Please repeat the records below word for word, leaving out the pictures.

Contour labeling entries
--- START ---

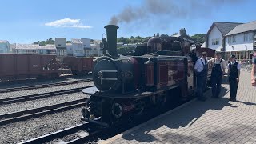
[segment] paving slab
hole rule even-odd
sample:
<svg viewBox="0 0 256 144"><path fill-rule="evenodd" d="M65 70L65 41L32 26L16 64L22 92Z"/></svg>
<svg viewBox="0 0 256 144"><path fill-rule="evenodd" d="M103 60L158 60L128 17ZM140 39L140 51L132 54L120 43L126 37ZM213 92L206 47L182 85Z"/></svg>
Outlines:
<svg viewBox="0 0 256 144"><path fill-rule="evenodd" d="M256 143L256 87L242 71L237 102L229 101L224 78L221 98L192 100L100 143Z"/></svg>

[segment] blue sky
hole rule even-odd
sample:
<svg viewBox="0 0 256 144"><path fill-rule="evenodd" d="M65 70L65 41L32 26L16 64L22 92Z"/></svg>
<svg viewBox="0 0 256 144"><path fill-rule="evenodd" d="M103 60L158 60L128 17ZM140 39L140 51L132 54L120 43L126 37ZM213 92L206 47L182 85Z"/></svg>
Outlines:
<svg viewBox="0 0 256 144"><path fill-rule="evenodd" d="M153 2L150 10L145 10L147 1ZM0 0L0 40L10 43L55 37L101 39L111 18L126 14L127 9L135 18L118 23L118 37L152 36L157 32L170 35L183 27L193 35L206 34L213 22L256 20L254 0Z"/></svg>

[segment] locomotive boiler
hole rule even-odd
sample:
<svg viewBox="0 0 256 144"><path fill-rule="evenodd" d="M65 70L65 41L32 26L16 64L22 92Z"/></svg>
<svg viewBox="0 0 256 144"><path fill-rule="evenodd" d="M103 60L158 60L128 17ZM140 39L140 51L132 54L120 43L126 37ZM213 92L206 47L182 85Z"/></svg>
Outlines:
<svg viewBox="0 0 256 144"><path fill-rule="evenodd" d="M108 126L139 115L149 107L161 107L170 100L185 100L194 94L190 54L195 42L153 37L146 46L138 46L135 52L124 56L117 52L118 26L105 28L104 56L94 62L95 86L83 90L90 97L82 110L82 120Z"/></svg>

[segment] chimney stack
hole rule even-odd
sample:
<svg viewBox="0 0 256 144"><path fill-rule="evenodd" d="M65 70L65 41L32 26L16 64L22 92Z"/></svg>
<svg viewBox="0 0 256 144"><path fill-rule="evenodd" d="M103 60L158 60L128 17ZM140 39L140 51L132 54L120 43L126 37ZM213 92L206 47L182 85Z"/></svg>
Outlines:
<svg viewBox="0 0 256 144"><path fill-rule="evenodd" d="M180 35L186 35L186 30L185 28L182 28L181 30L179 30L179 34Z"/></svg>
<svg viewBox="0 0 256 144"><path fill-rule="evenodd" d="M118 57L117 50L117 30L119 28L115 25L107 25L104 28L106 29L107 51L114 56Z"/></svg>

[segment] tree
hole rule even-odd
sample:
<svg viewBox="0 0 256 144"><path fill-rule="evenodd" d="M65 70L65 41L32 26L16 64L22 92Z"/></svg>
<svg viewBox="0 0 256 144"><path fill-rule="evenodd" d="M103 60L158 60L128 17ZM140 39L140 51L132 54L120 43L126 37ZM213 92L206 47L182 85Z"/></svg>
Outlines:
<svg viewBox="0 0 256 144"><path fill-rule="evenodd" d="M206 34L197 34L191 37L194 40L197 42L205 42L206 41Z"/></svg>
<svg viewBox="0 0 256 144"><path fill-rule="evenodd" d="M126 42L126 38L125 38L124 37L120 37L118 38L118 42Z"/></svg>

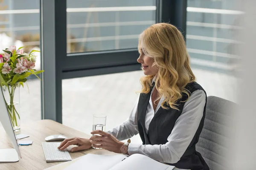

--- END ---

*Solution to this exercise*
[segment] paving slab
hole rule even-odd
sample:
<svg viewBox="0 0 256 144"><path fill-rule="evenodd" d="M65 70L65 41L32 26L16 64L22 92Z"/></svg>
<svg viewBox="0 0 256 144"><path fill-rule="evenodd" d="M103 60L158 60L128 17ZM140 39L140 51L132 54L120 43L126 37ZM213 92L206 47L182 85Z"/></svg>
Outlines:
<svg viewBox="0 0 256 144"><path fill-rule="evenodd" d="M256 143L256 87L242 71L237 102L229 101L224 78L221 98L192 100L100 143Z"/></svg>

[segment] blue sky
hole rule even-odd
sample:
<svg viewBox="0 0 256 144"><path fill-rule="evenodd" d="M65 70L65 41L32 26L16 64L22 92Z"/></svg>
<svg viewBox="0 0 256 144"><path fill-rule="evenodd" d="M103 60L158 60L128 17ZM140 39L140 51L132 54L120 43L126 37ZM213 92L206 47L182 85Z"/></svg>
Outlines:
<svg viewBox="0 0 256 144"><path fill-rule="evenodd" d="M153 2L150 10L145 10L147 1ZM0 0L0 40L10 43L55 37L101 39L111 18L126 14L127 9L135 18L118 23L118 37L152 36L157 32L170 35L183 27L193 35L206 34L213 22L256 20L254 0Z"/></svg>

[segment] locomotive boiler
hole rule even-odd
sample:
<svg viewBox="0 0 256 144"><path fill-rule="evenodd" d="M65 70L65 41L32 26L16 64L22 92Z"/></svg>
<svg viewBox="0 0 256 144"><path fill-rule="evenodd" d="M103 60L158 60L128 17ZM140 39L140 51L132 54L120 43L126 37ZM213 92L206 47L182 85Z"/></svg>
Outlines:
<svg viewBox="0 0 256 144"><path fill-rule="evenodd" d="M108 126L139 115L149 107L161 107L170 100L185 100L194 94L190 54L195 42L153 37L146 46L138 46L135 52L124 56L117 52L118 26L105 28L104 56L94 62L95 86L83 90L90 97L82 110L82 120Z"/></svg>

[segment] chimney stack
hole rule even-odd
sample:
<svg viewBox="0 0 256 144"><path fill-rule="evenodd" d="M65 70L65 41L32 26L16 64L22 92Z"/></svg>
<svg viewBox="0 0 256 144"><path fill-rule="evenodd" d="M103 60L158 60L128 17ZM140 39L140 51L132 54L120 43L126 37ZM213 92L206 47L182 85Z"/></svg>
Outlines:
<svg viewBox="0 0 256 144"><path fill-rule="evenodd" d="M180 35L186 35L186 30L185 28L182 28L181 30L179 30L179 34Z"/></svg>
<svg viewBox="0 0 256 144"><path fill-rule="evenodd" d="M118 57L117 50L117 30L119 28L115 25L107 25L104 28L106 29L107 51L114 56Z"/></svg>

[segment] tree
hole rule even-odd
sample:
<svg viewBox="0 0 256 144"><path fill-rule="evenodd" d="M65 70L65 41L32 26L16 64L22 92Z"/></svg>
<svg viewBox="0 0 256 144"><path fill-rule="evenodd" d="M103 60L158 60L128 17ZM140 39L140 51L132 54L120 43L126 37ZM213 92L206 47L182 85Z"/></svg>
Outlines:
<svg viewBox="0 0 256 144"><path fill-rule="evenodd" d="M206 34L197 34L191 37L194 40L197 42L205 42L206 41Z"/></svg>
<svg viewBox="0 0 256 144"><path fill-rule="evenodd" d="M126 42L126 38L125 38L124 37L120 37L118 38L118 42Z"/></svg>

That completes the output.